▶ [What you are asked to do]
Write out the lines of the records from the one containing "-H 'Content-Type: application/json'" to the very last, keeping each exactly as it is.

=== Data in this exercise ===

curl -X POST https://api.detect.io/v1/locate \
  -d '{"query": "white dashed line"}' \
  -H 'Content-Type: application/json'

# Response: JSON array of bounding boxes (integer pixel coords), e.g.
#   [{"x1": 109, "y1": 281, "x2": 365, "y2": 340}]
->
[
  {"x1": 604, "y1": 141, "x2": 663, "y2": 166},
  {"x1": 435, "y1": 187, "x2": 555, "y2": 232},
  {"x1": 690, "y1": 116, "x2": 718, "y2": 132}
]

===

▶ [Output of the task]
  -H 'Content-Type: application/json'

# Response: JSON array of bounding boxes (integer pixel coords), e.g.
#   [{"x1": 109, "y1": 281, "x2": 365, "y2": 340}]
->
[
  {"x1": 604, "y1": 141, "x2": 663, "y2": 166},
  {"x1": 435, "y1": 187, "x2": 555, "y2": 232},
  {"x1": 690, "y1": 116, "x2": 718, "y2": 132}
]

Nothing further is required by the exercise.